• **TEXT PROVIDED**

Her words have gained attention, yet McLendon concedes there is no proof to back her suspicion.

County Health Department records reveal no organic or radiological contaminants in excess of allowable limits, according to a summary by Gary Maidhof, the county's director of development services.

Iron and other "secondary" contaminants were found at high levels but "these are deemed aesthetic, not health concerns," Maidhof wrote in his report.

Further, state inspections have determined a series of operational deficiencies related to iron filters, he said, adding the problems can lead to colored and odorous water that can lead people to believe their water is contaminated.

"It's a nuisance in that it stains things and gives the water a bad tastes," said Marybeth Nayfield, the health department administrator. "But healthwise, it is no problem."

Still, Nayfield plans to investigate the cancer claims further by interviewing the residents McLendon said have become sick.

What is not in question is that the water system is a major inconvenience. The problems have come and gone over the years, but most residents stick to bottled water for drinking.

"I'm just afraid of it," said Sylvia Gunter, a school custodian who spends $38 a month for Culligan water service. "I'll cook with it, but I let it run awhile."

Other residents complain their laundry can turn brown if the iron levels are high. The water system has filters but they have not always worked.

The problem is exacerbated by brittle water lines. Earlier this year, McLendon said, between 4-million and 5-million gallons were lost over a two-month period before the source of a leak could be pinpointed.

Some officials say it would not make sense to get water from the city of Dunnellon because they would be running more expensive water through the same cracking pipes.

There is also the possibility that residents could drill their own wells, which could be a less costly option than replacing the existing infrastructure. But McLendon said residents have tried wells in the past and the water has suffered from the same iron problems.

County vows to look for alternative funding

Despite passing over the project for the state grant, county officials have pledged to look for alternative funding sources.

"We're trying to help them all we can," said Assistant County Administrator Ken Saunders, adding that the grant consultant is due to report on possible sources by May 22.

South Dunnellon's water system is already saddled with debt, so residents reject the possibility of a low-interest loan. The average water bill is $20, according to McLendon, and that amount would increase with more debt.

• **DIRECTIONS**
A - Copy the article on South Dunnellon's water system from "Still, Nayfield plans" to "could be pinpointed.", replacing "laundry" with "clothing".
B - Answer these questions from the article on South Dunnellon's water system:
(i) How much does Sylvia Gunter pay each month for Culligan water service?
(ii) By what date is the grant consultant due to report on possible funding sources?
(iii) According to McLendon, what is the average water bill?
C - Write what follows the article on South Dunnellon's water system, starting after its final sentence.

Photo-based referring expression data
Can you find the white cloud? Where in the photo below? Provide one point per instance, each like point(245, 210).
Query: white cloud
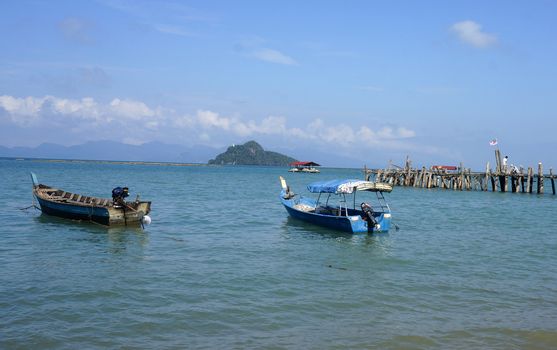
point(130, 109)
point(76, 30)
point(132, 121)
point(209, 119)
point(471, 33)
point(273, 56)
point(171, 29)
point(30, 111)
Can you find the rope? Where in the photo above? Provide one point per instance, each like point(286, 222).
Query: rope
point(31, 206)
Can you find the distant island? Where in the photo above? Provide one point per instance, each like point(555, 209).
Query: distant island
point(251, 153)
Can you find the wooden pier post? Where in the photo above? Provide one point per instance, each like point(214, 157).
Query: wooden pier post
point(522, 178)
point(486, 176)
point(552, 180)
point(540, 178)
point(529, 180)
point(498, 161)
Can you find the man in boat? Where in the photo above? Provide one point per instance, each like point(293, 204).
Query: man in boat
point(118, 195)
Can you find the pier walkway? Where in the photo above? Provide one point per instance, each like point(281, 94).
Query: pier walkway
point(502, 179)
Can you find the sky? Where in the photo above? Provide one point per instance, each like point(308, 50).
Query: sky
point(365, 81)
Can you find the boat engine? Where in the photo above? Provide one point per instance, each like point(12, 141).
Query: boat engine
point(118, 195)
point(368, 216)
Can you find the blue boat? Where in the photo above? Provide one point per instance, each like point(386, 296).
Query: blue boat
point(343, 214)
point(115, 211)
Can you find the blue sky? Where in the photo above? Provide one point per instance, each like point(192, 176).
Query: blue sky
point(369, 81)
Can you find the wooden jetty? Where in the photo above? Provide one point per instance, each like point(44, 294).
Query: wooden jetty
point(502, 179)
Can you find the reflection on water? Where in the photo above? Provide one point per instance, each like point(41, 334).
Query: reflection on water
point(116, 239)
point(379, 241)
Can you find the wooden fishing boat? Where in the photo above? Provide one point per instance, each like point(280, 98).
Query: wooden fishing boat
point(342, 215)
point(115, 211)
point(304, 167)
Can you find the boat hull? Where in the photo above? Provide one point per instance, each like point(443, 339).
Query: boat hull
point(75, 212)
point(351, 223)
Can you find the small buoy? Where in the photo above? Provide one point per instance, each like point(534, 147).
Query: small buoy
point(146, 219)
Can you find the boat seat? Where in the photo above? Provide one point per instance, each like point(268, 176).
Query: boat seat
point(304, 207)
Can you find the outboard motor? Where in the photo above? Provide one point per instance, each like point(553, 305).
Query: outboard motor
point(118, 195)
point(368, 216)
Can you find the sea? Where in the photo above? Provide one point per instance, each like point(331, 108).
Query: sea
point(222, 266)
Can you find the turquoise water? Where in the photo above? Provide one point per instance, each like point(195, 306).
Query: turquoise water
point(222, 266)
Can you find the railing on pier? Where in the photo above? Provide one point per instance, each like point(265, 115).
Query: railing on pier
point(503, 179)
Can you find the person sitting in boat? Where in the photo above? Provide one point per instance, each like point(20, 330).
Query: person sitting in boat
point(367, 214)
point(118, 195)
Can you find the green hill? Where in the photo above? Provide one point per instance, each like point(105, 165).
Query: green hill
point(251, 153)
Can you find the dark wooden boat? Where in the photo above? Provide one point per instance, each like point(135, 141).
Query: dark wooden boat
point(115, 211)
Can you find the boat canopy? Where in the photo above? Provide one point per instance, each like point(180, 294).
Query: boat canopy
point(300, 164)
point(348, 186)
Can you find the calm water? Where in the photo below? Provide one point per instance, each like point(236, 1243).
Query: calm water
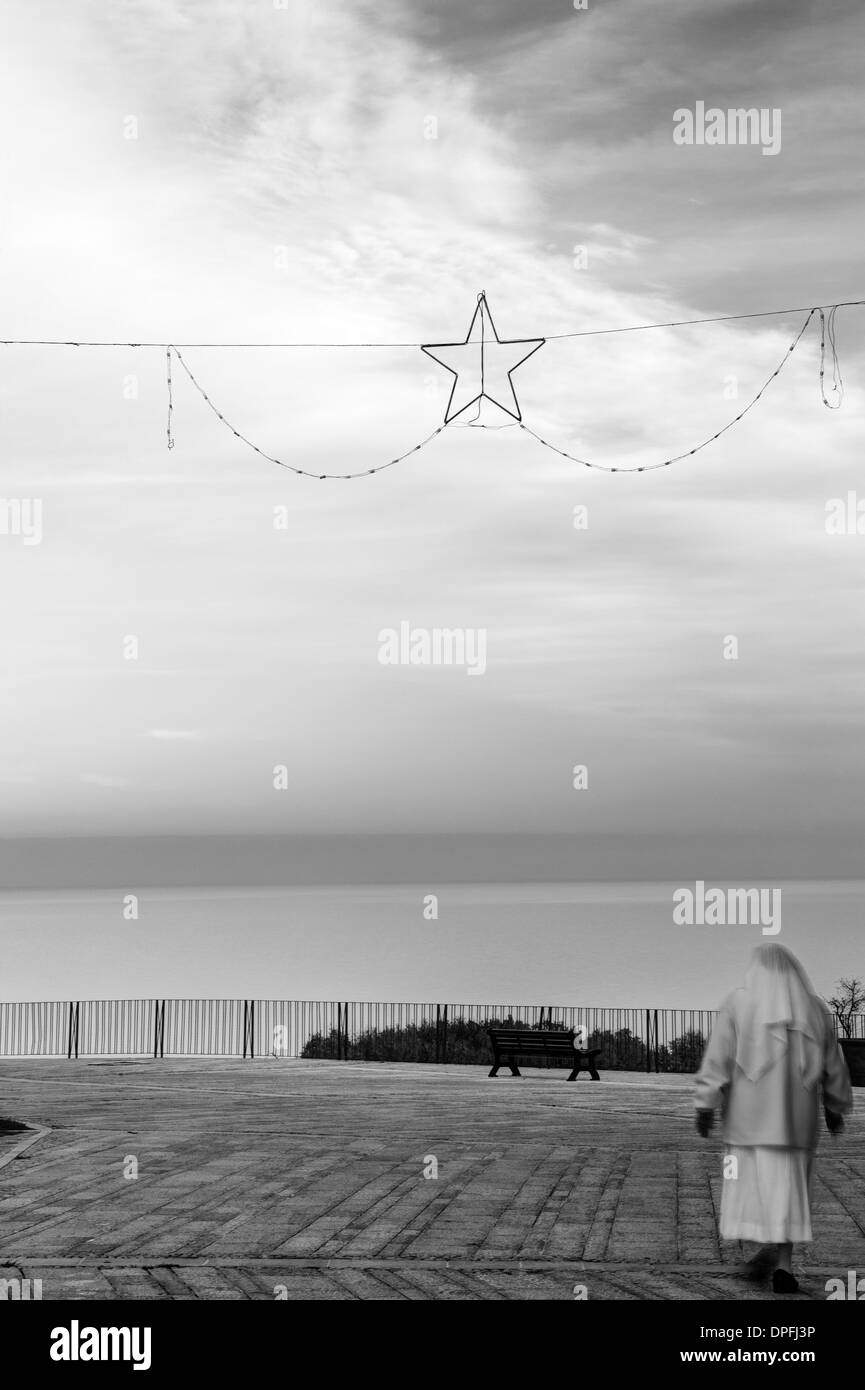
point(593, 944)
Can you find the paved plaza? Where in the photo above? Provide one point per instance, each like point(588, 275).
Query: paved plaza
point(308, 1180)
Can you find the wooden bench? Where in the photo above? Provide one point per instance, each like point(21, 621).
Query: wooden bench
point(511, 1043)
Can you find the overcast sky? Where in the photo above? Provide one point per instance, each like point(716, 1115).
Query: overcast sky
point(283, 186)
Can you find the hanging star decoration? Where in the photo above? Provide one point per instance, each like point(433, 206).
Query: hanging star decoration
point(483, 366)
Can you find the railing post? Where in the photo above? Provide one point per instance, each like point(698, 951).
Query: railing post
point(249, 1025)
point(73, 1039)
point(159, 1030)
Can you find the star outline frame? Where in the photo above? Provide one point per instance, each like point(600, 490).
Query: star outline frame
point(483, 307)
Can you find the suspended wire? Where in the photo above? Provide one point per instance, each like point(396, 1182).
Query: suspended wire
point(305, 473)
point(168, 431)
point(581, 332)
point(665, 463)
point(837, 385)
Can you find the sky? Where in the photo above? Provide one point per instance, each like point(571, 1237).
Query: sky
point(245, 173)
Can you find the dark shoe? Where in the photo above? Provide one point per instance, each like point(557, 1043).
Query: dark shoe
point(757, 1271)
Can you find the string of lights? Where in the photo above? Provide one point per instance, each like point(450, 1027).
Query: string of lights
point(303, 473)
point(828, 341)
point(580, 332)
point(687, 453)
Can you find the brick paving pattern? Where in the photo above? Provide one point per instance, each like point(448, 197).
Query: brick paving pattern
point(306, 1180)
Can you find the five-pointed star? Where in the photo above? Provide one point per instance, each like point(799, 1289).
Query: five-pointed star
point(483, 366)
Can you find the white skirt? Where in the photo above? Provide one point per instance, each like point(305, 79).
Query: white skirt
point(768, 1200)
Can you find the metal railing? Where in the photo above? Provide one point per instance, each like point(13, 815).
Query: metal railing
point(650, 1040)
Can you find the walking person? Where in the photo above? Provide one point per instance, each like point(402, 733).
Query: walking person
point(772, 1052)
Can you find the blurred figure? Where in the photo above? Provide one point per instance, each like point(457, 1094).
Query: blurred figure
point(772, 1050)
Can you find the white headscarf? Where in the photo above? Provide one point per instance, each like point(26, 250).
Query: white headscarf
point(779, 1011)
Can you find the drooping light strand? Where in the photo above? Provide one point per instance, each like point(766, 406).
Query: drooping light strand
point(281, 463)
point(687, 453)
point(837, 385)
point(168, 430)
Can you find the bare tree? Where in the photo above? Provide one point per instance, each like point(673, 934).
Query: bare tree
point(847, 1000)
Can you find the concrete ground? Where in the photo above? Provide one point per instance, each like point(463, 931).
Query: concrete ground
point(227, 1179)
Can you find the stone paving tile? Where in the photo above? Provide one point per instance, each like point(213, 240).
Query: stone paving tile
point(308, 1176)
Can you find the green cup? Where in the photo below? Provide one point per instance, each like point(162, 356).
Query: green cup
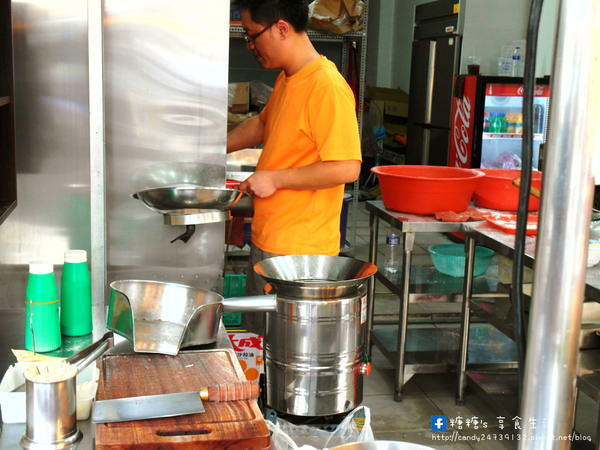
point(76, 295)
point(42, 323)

• **OUTPUTS IN ORDER**
A -
Still, Nayfield plans to investigate the cancer claims further by interviewing the residents McLendon said have become sick.

What is not in question is that the water system is a major inconvenience. The problems have come and gone over the years, but most residents stick to bottled water for drinking.

"I'm just afraid of it," said Sylvia Gunter, a school custodian who spends $38 a month for Culligan water service. "I'll cook with it, but I let it run awhile."

Other residents complain their clothing can turn brown if the iron levels are high. The water system has filters but they have not always worked.

The problem is exacerbated by brittle water lines. Earlier this year, McLendon said, between 4-million and 5-million gallons were lost over a two-month period before the source of a leak could be pinpointed.

B -
(i) $38 a month.
(ii) May 22.
(iii) $20.

C -
In flusher economic times, the possibility of obtaining a different grant would be easier. But with the state and federal budget tight, South Dunnellon may be looking for a while.

"There's not a lot of money out there," Maidhof said in an interview.

With about 200 private water systems in Citrus County, South Dunnellon is hardly alone. The county is identifying the top 12 systems to take over, opening up a much larger funding source, but South Dunnellon has not been considered because the next closest county water line is relatively far away in Hernando, Saunders said. If grants are not available, Saunders believes a solution could lie with the proposed buyout of Florida Water Services by the Florida Governmental Utility Authority, a four-county consortium that buys willing utilities and keeps ownership until interested counties and cities are ready to take on the debt.

Florida Water, which operates 15 systems in Citrus that serve 7,000 customers, has a line near South Dunnellon that could be extended, he said. Doing so, however, could result in higher water bills because residents would pay connection fees to cover the cost of expansion.

The $520-million buyout is meeting resistance from local governments that feel the costs to customers could be too high, among other concerns.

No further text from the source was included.